• **SELECTED EXCERPT**:

** BEGIN **

Administrative Science Quarterly,  June, 1995  by Edward J. Zajac,  James D. Westphal

While current debates about CEO compensation have generally been dominated by economic and political perspectives on CEO/board relations, we argue in this paper that CEO compensation may be driven by symbolic as well as substantive considerations. We develop an interdisciplinary theoretical framework to (1) explain why alternative explanations rooted in agency and human resource logics may be used to reduce ambiguity surrounding the adoption of new incentive plans for CEOs and (2) identify the possible structural (e.g., institutional, demographic, and economic), and interest-based (e.g., political) factors influencing the use of such explanations. We generate and test hypotheses predicting the alternative explanations for new long-term incentive plans using data taken from proxy statements over a 15-year period. The findings support the notion that explanations for CEO compensation reflect both substance and symbolism.(*)

In recent years, chief executive officer (CEO) compensation has come under increasingly close and harsh scrutiny, both in the academic literature and the popular press (Jensen and Murphy, 1990; New York Times, 1992). The popular business press has tended to portray executive compensation as excessive (Crystal, 1991; Time, 1993) or out of control (Business Week, 1992) and has generally supported legislative initiatives aimed at reform (Time, 1993). Such attempts include the recent U.S. political decision to question the corporate tax deductibility of executive salaries above $1 million and the efforts of some firms to limit CEO compensation to a multiplier of entry-level-employee compensation Opponents of these efforts, often economists, decry the visible hand of regulation in the presumably economic decision about the level of CEO compensation (Jarrell, 1993) and, in the case of multiplier limits, suggest that there is efficiency in structuring compensation in large organizations as "tournaments" in which compensation at higher levels is much greater than that at lower levels (Lazear and Rosen, 1981)

This debate has expanded to include long-term incentive compensation, which has become an increasingly significant component of executive pay (Jarrell, 1993). Once viewed by most observers as connoting managerial value and devotion to shareholders' interests (e.g., Crystal, 1984), long-term incentive plans have recently been negatively portrayed as insidious devices that serve only to enrich top management at the expense of shareholders (Crystal, 1991; Business Week, 1992). Such trenchant criticism has helped create widespread skepticism among corporate stakeholders about the motivation for long-term incentives while bolstering legislative efforts to curtail their use (Time, 1993). Jensen and Murphy (1990: 254-255) have suggested that firms are deterred from making full use of long-term incentive plans for CEOs because of the threat of "media criticism and ridicule," which they view as a regrettable form of "implicit regulation." Thus debate surrounding CEO compensation reflects the tension between the economic efficiency of an ideally constructed compensation contract (as agency theorists seek to devise) versus the alleged political reality of entrenched, overcompensated CEOs and weak boards. In this study, we argue for the need to consider a third perspective: the possibility that CEO compensation debates are also driven by symbolic considerations.

** END **

• **REQUIRED TASK 1**:
Count the lines in the records that contain the word "gravel".

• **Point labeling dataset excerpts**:
** BEGIN **

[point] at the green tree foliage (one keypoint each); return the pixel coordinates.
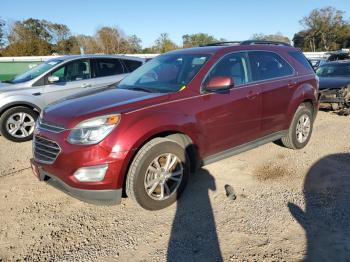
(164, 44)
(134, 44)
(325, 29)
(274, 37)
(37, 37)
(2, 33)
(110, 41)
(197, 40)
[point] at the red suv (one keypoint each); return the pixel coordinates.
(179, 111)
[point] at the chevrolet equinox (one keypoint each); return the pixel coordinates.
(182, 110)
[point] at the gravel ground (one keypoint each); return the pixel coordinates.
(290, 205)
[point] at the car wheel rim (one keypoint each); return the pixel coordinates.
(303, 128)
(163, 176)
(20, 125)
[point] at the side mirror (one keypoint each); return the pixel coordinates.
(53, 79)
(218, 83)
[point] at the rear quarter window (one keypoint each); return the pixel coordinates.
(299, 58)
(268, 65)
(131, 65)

** END **
** BEGIN **

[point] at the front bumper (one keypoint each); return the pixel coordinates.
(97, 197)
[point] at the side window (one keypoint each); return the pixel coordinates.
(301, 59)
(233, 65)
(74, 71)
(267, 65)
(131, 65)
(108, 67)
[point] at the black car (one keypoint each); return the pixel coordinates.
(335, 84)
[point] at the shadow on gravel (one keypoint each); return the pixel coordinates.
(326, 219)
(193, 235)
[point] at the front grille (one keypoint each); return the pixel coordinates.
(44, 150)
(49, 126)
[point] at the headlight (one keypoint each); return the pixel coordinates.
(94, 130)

** END **

• **REQUIRED TASK 2**:
After the records, list every news publication that the excerpt on CEO compensation cites in parentheses as a source.

• **OUTPUT 1**:
2

• **OUTPUT 2**:
New York Times, Time, Business Week